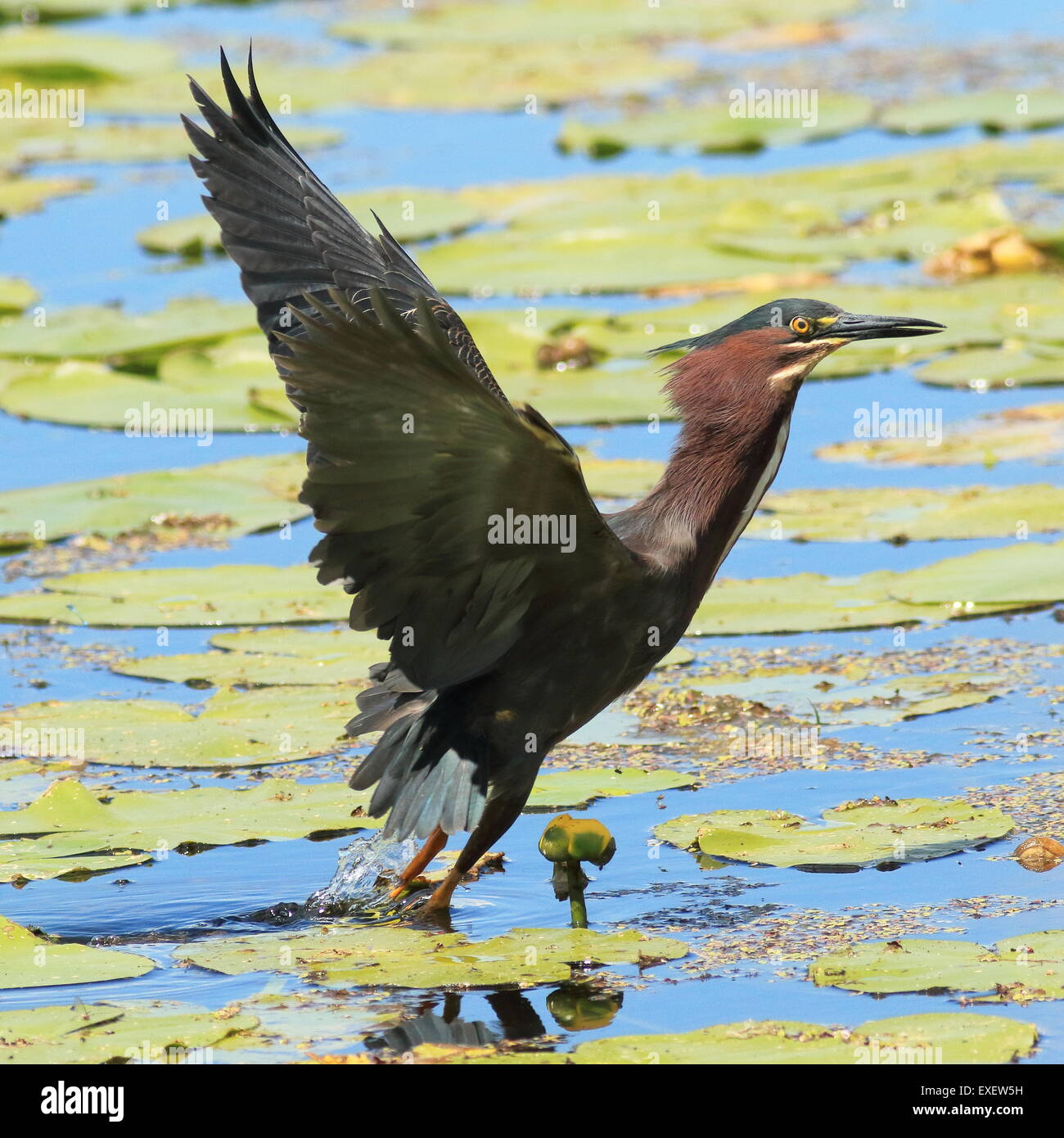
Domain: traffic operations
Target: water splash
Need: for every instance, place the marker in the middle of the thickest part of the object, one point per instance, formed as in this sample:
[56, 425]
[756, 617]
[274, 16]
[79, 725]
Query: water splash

────────────────

- [OBJECTIVE]: Rewrite the records above, changing every "instance" to "occurrence" and keeping everything else the same. Leave the pictures out.

- [TASK RESULT]:
Domain: traffic operations
Target: water splash
Need: for every occurrence, place the marker in the middle of the thickest part of the object, one point per occurrence, formed as in this sample:
[56, 425]
[756, 617]
[274, 16]
[79, 725]
Query: water splash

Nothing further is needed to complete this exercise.